=== Extrait ===

----------

Le ressenti que j’ai en étant avec ce groupe est unique, il y a quelque chose de plus, de personnel, de très fort, de fraternel, de l'ordre de la spiritualité et de beaucoup de valeurs qui ont beaucoup plus de sens. Watain est le groupe charnière qui fait partie de mon identité et de mon essence en tant que personne.
Pour revenir à ton métier, tu dirais que c'est quoi les éléments les plus pénibles ou difficiles à gérer ?
C’est différent pour tous les groupes mais il faut être psychologue lorsqu'on est tour manager. Il faut apaiser les âmes et veiller à la santé mentale de chacun. On est le réceptacle, sans arrêts, de toutes les émotions de tout le monde, mais ça fait partie de mon rôle et de mon métier d'écouter et d'encaisser, de ne jamais montrer que je suis affectée et d'essayer, toujours, de trouver des solutions.
Photo Sara Gewalt
A l'inverse, quels sont les bons moments, les choses chouettes que tu retires de ce métier, le fait d'être sur les routes ou de rencontrer des gens ?
Le meilleur moment, c’est celui où toutes ces heures de non-sommeil, de travail acharné paient enfin. C’est au moment où les artistes montent sur scène et peuvent faire ce pourquoi ils sont nés. C’est quand tu vois la flame briller dans les yeux des gens et toute l'ardeur et la force que le public amène aux artistes.
Il y a aussi la satisfaction à la fin du concert, une fois qu'on s'assoit tous, de se dire que c'était une superbe journée, que l'équipe technique est contente, que les artistes sont ravis, ça c'est une belle chose ! On a très peu le temps de s'assoir, se poser et d'être contents de ce que l'on a fait car on est toujours à chercher la prochaine aventure, mais ces moments là, où l'on prend vraiment le temps d'être satisfaits de ce que l'on fait, ce sont les meilleurs !

----------

Entrées enregistrées
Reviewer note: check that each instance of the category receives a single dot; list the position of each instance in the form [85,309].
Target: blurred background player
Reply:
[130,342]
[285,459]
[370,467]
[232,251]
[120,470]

----------

=== Tâches à réaliser ===
**a)** Indiquez si chacune des affirmations suivantes concorde avec l'entretien sur le métier de tour manager, en répondant par oui ou par non et en citant les mots décisifs de l'entretien : (i) le tour manager peut laisser voir aux autres qu'il est affecté ; (ii) le meilleur moment arrive quand les artistes montent sur scène ; (iii) l'équipe a souvent le temps de s'asseoir et de savourer ce qu'elle a accompli.
**b)** Poursuivez l'entretien sur le métier de tour manager à partir de la dernière phrase de l'extrait.

=== Résultats obtenus ===
**a)**
(i) Non : « de ne jamais montrer que je suis affectée ».
(ii) Oui : « C’est au moment où les artistes montent sur scène et peuvent faire ce pourquoi ils sont nés. »
(iii) Non : « On a très peu le temps de s'assoir, se poser et d'être contents de ce que l'on a fait ».

**b)**
Peut-être que tu peux te dire que c'est grâce à toi qu'il y a ces tournées, ce spectacle...
Je me le dis rarement mais en tous cas ça donne envie de continuer et de faire encore mieux, encore plus gros la prochaine fois. Tous ces moments de complicité où on partage des choses pendant des mois, on tisse des liens très forts avec chacun, pendant un déchargement de camion, un montage de scène... On se connait par cœur à la fin de la tournée, on a nos blagues, nos petits rituels comme n'importe quelle équipe de travail, sauf que c'est poussé à un point extrême où l'on dort, on vit, on mange ensemble. Le seul moment où l'on est pas ensemble c'est pendant la douche (rires). Donc forcément on développe des liens très forts.
Est-ce que le fait de travailler dans ce milieu, ça a changé ton rapport à la musique ou aux concerts ?
Ca a changé ma manière d'aller à un concert, ça c’est certain. Avant le covid, je n'allais plus voir de concerts, car le truc que j'avais envie de faire pendant mon temps libre, c'était d'être chez moi dans le silence ou bien d'être avec mes potes ou ma famille que j’ai très peu le temps de voir. C’est triste mais j'avais plus ou moins arrêté d'écouter de la musique alors que toute cette passion venait de là à la base ! Ce métier est tellement chronophage que je n'avais plus d'espace ni d'énergie pour les nouveautés musicales.
Mais, pendant le covid j'ai réécouté pas mal de musique et j'avais oublié à quel point c'était absolument génial et que ça me provoquait des émotions fortes. Ca m’a reconnecté avec toutes les raisons pour lesquelles j’avais choisi cette voie.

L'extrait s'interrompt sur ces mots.